▶ _ACTION ITEM_
After finding the line containing "INSTRUCTION = locate a point on each instance of the small" below, please output that line and each following one through the line containing "TARGET = serrated leaf", exactly as written.
"""
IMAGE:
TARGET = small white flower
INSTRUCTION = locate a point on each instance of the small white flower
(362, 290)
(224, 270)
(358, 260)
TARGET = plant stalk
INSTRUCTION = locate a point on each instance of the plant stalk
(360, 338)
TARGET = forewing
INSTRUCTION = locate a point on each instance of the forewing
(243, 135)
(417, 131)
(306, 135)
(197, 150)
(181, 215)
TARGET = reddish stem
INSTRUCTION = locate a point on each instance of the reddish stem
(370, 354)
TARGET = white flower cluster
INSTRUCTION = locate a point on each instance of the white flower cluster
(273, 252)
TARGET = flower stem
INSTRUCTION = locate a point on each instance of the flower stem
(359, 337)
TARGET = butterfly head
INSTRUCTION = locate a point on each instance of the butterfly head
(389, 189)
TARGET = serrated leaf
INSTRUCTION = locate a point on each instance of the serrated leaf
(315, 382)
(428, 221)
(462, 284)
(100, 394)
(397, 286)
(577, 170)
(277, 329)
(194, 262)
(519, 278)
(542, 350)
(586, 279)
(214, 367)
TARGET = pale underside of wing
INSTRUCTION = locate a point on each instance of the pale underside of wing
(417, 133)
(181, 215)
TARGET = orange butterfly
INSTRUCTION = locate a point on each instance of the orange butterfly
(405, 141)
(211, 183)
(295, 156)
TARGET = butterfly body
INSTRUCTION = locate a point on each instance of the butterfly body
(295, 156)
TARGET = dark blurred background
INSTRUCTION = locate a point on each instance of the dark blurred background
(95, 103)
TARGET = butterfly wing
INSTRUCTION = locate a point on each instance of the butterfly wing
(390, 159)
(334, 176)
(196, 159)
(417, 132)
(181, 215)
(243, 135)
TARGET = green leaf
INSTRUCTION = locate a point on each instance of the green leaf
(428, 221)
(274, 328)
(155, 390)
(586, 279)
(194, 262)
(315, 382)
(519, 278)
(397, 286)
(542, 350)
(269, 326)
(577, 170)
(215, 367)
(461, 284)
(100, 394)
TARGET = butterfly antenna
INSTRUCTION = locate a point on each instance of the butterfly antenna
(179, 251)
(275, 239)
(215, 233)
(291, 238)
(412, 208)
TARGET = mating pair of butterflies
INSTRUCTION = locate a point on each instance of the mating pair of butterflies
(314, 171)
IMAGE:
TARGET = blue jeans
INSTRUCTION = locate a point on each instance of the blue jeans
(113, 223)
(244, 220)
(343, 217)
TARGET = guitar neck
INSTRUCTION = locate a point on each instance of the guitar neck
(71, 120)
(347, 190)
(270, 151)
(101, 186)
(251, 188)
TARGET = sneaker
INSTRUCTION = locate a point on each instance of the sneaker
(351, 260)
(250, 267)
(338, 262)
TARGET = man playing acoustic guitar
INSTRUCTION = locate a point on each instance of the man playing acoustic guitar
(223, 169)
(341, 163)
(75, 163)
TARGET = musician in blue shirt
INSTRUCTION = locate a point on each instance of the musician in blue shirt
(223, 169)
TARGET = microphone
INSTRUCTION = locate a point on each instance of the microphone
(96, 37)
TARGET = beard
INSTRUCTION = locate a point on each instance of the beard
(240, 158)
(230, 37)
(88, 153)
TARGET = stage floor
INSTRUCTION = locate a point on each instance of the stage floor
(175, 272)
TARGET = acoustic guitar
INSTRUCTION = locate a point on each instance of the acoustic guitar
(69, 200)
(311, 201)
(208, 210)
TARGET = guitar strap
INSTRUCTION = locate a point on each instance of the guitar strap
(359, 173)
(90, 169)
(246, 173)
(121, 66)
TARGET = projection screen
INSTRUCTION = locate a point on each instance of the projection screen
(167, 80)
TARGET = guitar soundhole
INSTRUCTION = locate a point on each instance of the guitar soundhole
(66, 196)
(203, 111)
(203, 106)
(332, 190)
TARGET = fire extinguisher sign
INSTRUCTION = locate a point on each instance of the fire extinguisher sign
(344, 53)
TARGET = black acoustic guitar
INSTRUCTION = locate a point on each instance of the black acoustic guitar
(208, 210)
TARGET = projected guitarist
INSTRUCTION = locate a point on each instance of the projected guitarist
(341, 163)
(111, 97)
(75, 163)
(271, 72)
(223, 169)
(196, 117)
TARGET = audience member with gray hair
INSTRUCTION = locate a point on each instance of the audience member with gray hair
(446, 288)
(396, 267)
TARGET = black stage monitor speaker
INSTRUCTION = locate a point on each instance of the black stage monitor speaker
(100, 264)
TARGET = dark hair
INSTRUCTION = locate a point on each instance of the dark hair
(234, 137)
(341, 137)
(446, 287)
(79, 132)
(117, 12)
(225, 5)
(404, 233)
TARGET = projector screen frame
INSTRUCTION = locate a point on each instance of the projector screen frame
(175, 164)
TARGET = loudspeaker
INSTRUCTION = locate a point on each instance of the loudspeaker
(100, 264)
"""
▶ _SOLUTION FOR THIS PROBLEM_
INSTRUCTION = locate a point on each instance of the small white flower
(362, 290)
(224, 270)
(358, 260)
TARGET = plant stalk
INSTRUCTION = locate a point on each instance of the plant stalk
(360, 338)
TARGET = forewing
INSTRUCTION = locate a point on each instance of the forewing
(243, 135)
(417, 131)
(306, 135)
(197, 150)
(181, 215)
TARGET = reddish stem
INSTRUCTION = locate a point on each instance of the reddish stem
(370, 354)
TARGET = white flower cluster
INSTRUCTION = locate a point on each instance of the white flower cluster
(273, 252)
TARGET = flower stem
INSTRUCTION = locate a point on each instance of the flower stem
(359, 337)
TARGET = butterfly head
INSTRUCTION = locate a point on each instance of the butterfly head
(389, 189)
TARGET = serrated leaf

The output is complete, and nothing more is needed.